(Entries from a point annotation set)
.....

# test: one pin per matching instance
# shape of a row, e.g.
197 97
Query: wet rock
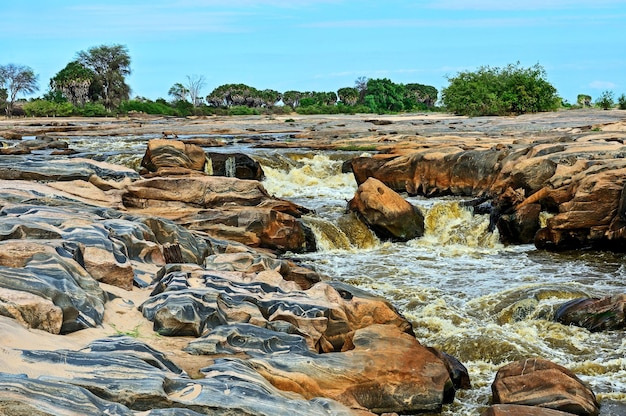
234 165
233 209
23 396
458 372
539 382
163 153
39 169
517 410
48 271
121 376
386 371
325 317
31 310
521 226
247 338
595 314
386 212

.....

● What the task asks:
Echo every line of the material above verbatim, omitting the picture from your output.

● Solution to the problem:
# test: one pin per matching instance
# shape of a row, e.g.
197 97
Query: wet rock
234 165
233 209
23 396
458 372
539 382
163 153
39 169
517 410
48 271
121 376
386 371
325 317
31 310
521 226
247 338
595 314
386 212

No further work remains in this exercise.